--- BEGIN RECORDED DATA ---
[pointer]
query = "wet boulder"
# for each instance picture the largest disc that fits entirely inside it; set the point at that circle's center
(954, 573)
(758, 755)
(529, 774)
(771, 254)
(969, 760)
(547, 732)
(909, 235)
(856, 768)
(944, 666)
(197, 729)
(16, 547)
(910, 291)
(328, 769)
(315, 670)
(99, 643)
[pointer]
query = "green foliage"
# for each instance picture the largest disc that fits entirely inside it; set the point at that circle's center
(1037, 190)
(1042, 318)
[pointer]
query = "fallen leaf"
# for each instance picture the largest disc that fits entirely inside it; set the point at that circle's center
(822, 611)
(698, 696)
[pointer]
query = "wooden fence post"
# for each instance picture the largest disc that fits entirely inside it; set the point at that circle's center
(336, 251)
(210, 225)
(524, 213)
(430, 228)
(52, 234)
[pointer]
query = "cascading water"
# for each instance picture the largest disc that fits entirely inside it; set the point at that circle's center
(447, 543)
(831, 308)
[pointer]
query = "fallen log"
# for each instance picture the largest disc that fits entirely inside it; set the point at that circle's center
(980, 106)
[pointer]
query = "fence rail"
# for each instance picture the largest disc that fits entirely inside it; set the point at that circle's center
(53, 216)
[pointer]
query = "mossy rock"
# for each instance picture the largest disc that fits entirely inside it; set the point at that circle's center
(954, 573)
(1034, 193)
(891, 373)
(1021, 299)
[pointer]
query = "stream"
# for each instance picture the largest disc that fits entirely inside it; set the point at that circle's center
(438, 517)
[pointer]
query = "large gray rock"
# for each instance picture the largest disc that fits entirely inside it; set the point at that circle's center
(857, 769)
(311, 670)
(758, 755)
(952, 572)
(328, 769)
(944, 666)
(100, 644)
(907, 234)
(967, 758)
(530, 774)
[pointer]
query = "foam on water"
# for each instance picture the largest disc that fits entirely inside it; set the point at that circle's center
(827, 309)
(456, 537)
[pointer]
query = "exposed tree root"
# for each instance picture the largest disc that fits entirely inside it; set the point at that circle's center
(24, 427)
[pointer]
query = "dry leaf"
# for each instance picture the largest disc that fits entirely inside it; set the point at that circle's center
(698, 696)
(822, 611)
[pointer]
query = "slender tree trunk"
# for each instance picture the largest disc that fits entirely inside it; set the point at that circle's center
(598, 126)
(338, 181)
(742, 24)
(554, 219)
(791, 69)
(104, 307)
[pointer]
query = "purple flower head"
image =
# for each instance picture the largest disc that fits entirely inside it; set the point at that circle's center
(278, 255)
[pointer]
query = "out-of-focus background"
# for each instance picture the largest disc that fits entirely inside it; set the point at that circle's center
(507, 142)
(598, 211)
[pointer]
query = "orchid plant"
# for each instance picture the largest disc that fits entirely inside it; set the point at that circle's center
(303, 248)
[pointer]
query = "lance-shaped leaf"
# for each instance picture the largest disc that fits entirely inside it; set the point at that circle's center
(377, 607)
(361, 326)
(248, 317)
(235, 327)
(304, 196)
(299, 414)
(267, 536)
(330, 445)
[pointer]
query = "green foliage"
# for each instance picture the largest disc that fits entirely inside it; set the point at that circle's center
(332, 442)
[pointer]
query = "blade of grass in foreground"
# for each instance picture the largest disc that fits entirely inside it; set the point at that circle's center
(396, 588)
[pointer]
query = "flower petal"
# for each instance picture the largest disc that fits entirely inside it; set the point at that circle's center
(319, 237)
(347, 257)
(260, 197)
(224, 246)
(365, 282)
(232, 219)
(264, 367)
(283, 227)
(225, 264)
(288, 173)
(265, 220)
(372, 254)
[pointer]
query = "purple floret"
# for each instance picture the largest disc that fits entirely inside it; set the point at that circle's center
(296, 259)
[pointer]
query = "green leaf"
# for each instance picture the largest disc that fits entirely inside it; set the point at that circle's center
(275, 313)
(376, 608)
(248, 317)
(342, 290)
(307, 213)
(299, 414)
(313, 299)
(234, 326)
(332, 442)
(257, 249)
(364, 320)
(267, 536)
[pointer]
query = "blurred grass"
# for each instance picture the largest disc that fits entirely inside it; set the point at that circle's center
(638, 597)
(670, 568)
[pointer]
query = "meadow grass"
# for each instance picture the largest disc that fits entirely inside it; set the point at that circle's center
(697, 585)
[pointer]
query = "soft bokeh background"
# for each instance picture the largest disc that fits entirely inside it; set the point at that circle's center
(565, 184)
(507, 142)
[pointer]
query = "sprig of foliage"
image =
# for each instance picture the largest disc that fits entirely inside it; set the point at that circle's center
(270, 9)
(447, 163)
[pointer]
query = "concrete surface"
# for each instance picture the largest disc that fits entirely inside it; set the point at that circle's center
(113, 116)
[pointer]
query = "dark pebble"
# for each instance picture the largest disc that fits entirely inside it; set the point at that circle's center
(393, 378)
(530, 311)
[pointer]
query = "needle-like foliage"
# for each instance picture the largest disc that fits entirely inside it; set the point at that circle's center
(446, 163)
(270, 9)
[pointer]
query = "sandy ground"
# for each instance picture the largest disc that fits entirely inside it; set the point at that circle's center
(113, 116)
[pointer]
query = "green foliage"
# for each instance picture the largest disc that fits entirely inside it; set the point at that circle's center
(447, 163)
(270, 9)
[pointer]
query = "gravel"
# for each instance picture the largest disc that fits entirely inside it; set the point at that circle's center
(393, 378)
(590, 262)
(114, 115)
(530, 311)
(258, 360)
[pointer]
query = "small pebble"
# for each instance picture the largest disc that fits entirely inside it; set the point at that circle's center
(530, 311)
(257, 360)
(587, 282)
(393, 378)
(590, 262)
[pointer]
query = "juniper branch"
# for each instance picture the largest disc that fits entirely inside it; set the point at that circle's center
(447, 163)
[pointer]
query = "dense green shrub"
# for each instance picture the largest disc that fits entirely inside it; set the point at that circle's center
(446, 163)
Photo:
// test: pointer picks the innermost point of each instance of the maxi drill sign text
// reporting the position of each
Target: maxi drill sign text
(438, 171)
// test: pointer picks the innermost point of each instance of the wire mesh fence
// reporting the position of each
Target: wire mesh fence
--- END RECORDED DATA ---
§ TASK DIRECTIONS: Copy out every line of the data above, keeping each one exactly as it appears.

§ RESULT OF THIS TASK:
[pointer]
query = "wet boulder"
# for each instance picture the largest disc that fits entirely inside it; set the point at that circle's center
(954, 573)
(758, 755)
(529, 774)
(771, 254)
(969, 760)
(547, 732)
(909, 235)
(856, 768)
(944, 666)
(197, 729)
(16, 547)
(910, 291)
(328, 769)
(315, 670)
(99, 643)
[pointer]
query = "green foliage"
# for each instance picture the largest disc that fits entirely inside it; set the point at that circle's center
(1037, 190)
(1042, 318)
[pointer]
query = "fallen leaf"
# for each instance picture the largest disc that fits entirely inside it; set the point at that circle's center
(822, 611)
(698, 696)
[pointer]
query = "wooden fence post"
# for each instance picture the largest disc that fits entirely inside it; set the point at that circle's center
(336, 251)
(210, 225)
(524, 213)
(430, 228)
(52, 234)
[pointer]
query = "cascading water"
# for each instance picture the largest disc that fits entirely inside it; set the point at that circle's center
(447, 543)
(831, 308)
[pointer]
query = "fallen log"
# for each instance picture the largest disc that fits entirely inside it; set the point at that circle's center
(980, 106)
[pointer]
query = "fence rail"
# for each instance picture the largest disc that fits entirely inside it; set the point at that circle's center
(53, 216)
[pointer]
query = "mossy rock"
# for each instance picture the largest disc that fits entirely inside it; set the point at that circle's center
(954, 573)
(1034, 193)
(891, 373)
(1021, 299)
[pointer]
query = "stream"
# for each instance picture the largest disc that fits entirely inside it; set the point at that circle's center
(438, 517)
[pointer]
query = "large gray rock"
# for each instance picture the largest disc that fits entirely inside it; set the point at that circle's center
(857, 769)
(311, 670)
(758, 755)
(952, 572)
(328, 769)
(944, 666)
(100, 644)
(907, 234)
(967, 758)
(530, 774)
[pointer]
query = "foam on water"
# for each instance picture the largest disc that fits entirely inside it; set the point at that circle's center
(827, 309)
(456, 537)
[pointer]
query = "exposed tree root"
# for each instance picture the largest disc that fits entirely inside it; set the point at that circle's center
(24, 427)
[pointer]
query = "dry leaf"
# for each instance picture the largest disc that fits entirely inside it; set the point at that circle's center
(698, 696)
(822, 611)
[pointer]
query = "slender tree trunk"
# for each instance picture the largest disc that fits entirely inside it; set the point at that circle's center
(598, 126)
(338, 181)
(742, 24)
(554, 219)
(791, 69)
(104, 307)
[pointer]
query = "purple flower head"
image =
# for each instance picture the largest disc that fits entirely inside it; set the point at that circle's center
(278, 255)
[pointer]
query = "out-of-focus background"
# for each instance picture the largest disc that fits entirely inside it; set the point at that circle's center
(507, 142)
(598, 211)
[pointer]
query = "orchid plant"
# for each instance picture the largest disc that fits entirely inside it; set the point at that circle's center
(303, 248)
[pointer]
query = "lance-shaped leaf"
# for each instance picture the largest disc that fits entirely inside it; set the point at that circle's center
(377, 607)
(361, 326)
(248, 317)
(235, 327)
(304, 196)
(299, 414)
(267, 536)
(330, 445)
[pointer]
query = "green foliage"
# for each instance picture the largest disc that fits entirely inside it; set the point at that circle's center
(332, 442)
[pointer]
query = "blade of grass in foreground"
# for each instance picture the largest disc that fits entirely inside it; set the point at that circle's center
(396, 588)
[pointer]
query = "flower petal"
# for each instance picture the largest disc that fits entirely inside it; set the point at that circle's center
(319, 237)
(347, 257)
(260, 197)
(224, 246)
(365, 282)
(232, 219)
(264, 367)
(283, 227)
(225, 264)
(288, 173)
(265, 220)
(372, 254)
[pointer]
query = "purple floret"
# for each instance picture the largest disc that fits entirely inside it; set the point at that circle's center
(296, 259)
[pointer]
query = "green leaf"
# for each instance picture the largest disc that fits entirely inside it; set the point at that circle's center
(275, 313)
(376, 608)
(248, 317)
(342, 290)
(307, 213)
(299, 414)
(313, 299)
(234, 326)
(332, 442)
(257, 249)
(364, 320)
(267, 536)
[pointer]
query = "blurred grass"
# for each instance picture the largest disc that fits entirely inside it; set the point at that circle's center
(638, 597)
(670, 568)
[pointer]
query = "meadow grass"
# for each instance picture the largest disc that fits entirely inside it; set the point at that circle's center
(697, 585)
[pointer]
query = "soft bokeh background"
# for each instance picture the largest disc that fits entirely inside it; set the point at that circle's center
(565, 184)
(507, 142)
[pointer]
query = "sprig of foliage"
image =
# for each instance picture the largest disc that fits entirely inside it; set the point at that circle's center
(270, 9)
(447, 163)
[pointer]
query = "concrete surface"
# for each instance picture the largest disc that fits entirely inside it; set the point at that circle's center
(113, 116)
[pointer]
query = "dark pebble"
# for each instance picture the largest disc that fits entirely inside it; set the point at that circle's center
(393, 378)
(530, 311)
[pointer]
query = "needle-like foliage"
# for each instance picture the largest disc that fits entirely inside it; set the point at that circle's center
(446, 163)
(270, 9)
[pointer]
query = "sandy ground"
# for each instance picture the largest disc that fits entirely inside it; set the point at that circle's center
(113, 116)
[pointer]
query = "green foliage"
# for each instance picture the largest disc that fits entirely inside it; set the point at that circle's center
(447, 163)
(270, 9)
[pointer]
query = "gravel"
# for each instance picture the largest disc that fits entirely inside it; set the point at that circle's center
(393, 378)
(590, 262)
(114, 115)
(530, 311)
(258, 360)
[pointer]
query = "small pebble"
# for each instance picture the largest disc that fits entirely inside it; set the point at that circle's center
(530, 311)
(257, 360)
(587, 282)
(393, 378)
(590, 262)
[pointer]
query = "juniper branch"
# for each instance picture the largest disc that fits entirely inside it; set the point at that circle's center
(447, 163)
[pointer]
query = "dense green shrub"
# for each instance picture the largest disc that fits entirely inside it; set the point at that circle's center
(446, 163)
Photo:
// test: pointer picks the innermost point of each instance of the maxi drill sign text
// reporting the position of each
Target: maxi drill sign text
(438, 171)
// test: pointer picks the innermost point of each instance of the wire mesh fence
// reporting the position of each
Target: wire mesh fence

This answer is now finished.